MATERIAL:
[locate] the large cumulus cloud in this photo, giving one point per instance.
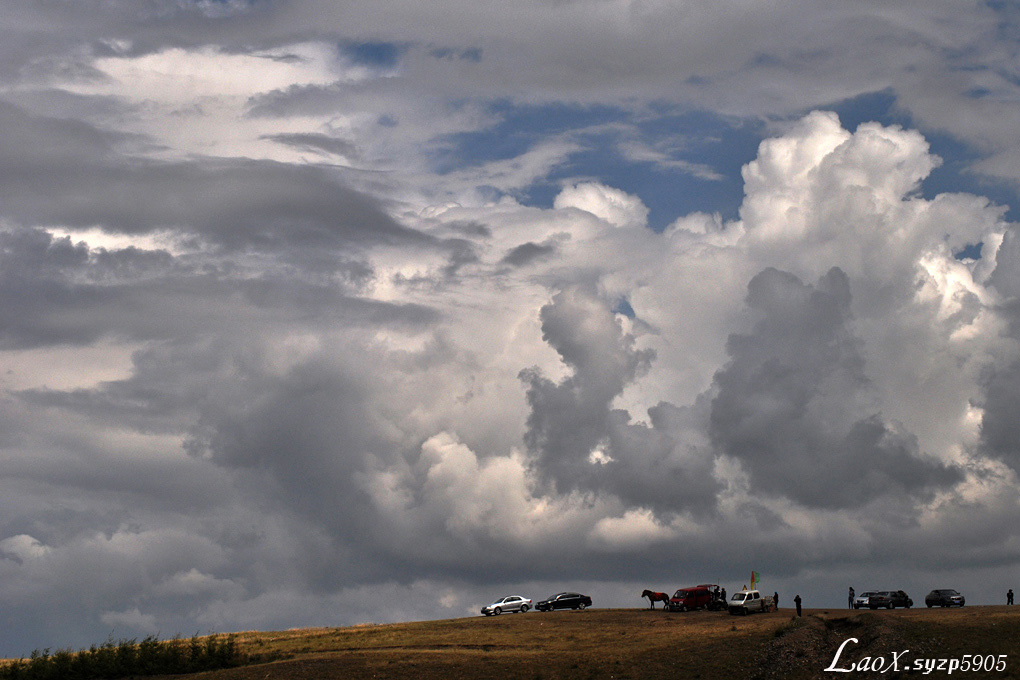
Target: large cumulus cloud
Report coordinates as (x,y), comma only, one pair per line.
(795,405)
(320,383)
--
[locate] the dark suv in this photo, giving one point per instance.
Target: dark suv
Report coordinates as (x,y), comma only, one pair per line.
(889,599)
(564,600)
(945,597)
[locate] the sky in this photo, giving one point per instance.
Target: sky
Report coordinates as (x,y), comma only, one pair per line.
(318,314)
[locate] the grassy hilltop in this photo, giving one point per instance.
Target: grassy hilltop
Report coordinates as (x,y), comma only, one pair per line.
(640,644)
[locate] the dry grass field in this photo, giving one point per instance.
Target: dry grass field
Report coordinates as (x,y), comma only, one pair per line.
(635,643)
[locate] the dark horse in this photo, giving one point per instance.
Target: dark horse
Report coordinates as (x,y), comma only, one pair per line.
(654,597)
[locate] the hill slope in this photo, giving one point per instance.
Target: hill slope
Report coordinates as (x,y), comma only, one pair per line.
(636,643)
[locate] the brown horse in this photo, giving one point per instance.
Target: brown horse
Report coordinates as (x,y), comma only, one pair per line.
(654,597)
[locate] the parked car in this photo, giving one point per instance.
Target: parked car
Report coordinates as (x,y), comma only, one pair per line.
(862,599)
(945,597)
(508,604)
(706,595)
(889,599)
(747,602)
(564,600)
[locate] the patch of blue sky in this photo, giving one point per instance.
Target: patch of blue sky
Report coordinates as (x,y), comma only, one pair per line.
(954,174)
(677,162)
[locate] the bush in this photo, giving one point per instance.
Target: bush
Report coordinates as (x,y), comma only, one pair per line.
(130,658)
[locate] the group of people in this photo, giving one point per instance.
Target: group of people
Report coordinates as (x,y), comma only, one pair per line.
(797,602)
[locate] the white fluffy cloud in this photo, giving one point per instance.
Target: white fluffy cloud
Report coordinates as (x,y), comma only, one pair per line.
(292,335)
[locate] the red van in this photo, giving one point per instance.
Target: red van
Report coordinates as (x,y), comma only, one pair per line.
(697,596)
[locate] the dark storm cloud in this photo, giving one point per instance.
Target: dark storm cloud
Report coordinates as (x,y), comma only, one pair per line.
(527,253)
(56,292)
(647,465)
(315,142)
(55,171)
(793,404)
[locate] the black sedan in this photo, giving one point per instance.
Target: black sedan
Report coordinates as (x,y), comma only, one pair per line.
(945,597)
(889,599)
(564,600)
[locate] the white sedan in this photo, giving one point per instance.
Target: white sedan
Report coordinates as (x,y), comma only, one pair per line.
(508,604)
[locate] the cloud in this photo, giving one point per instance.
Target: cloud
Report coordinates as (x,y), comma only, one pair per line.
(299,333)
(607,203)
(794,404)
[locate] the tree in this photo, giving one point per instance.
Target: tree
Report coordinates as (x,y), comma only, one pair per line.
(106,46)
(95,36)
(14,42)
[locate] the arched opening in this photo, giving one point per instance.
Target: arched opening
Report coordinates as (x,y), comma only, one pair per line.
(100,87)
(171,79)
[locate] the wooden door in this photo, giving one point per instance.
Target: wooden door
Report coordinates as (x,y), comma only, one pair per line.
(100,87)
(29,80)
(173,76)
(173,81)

SHORT TASK: Show every line from the items above that contains the string "cloud". Case counts.

TASK SOLUTION:
[locate] the large cumulus cloud in this photo, giving one point per instance.
Target: large cumulus cloud
[locate] the white fluffy cloud in this photo, giving one point per instance.
Target: white fluffy cloud
[locate] the dark storm cloud in this photo, giving one point per instance.
Target: dark storm cloud
[locate] the cloud in this photo, giving one point per instance.
Target: cloud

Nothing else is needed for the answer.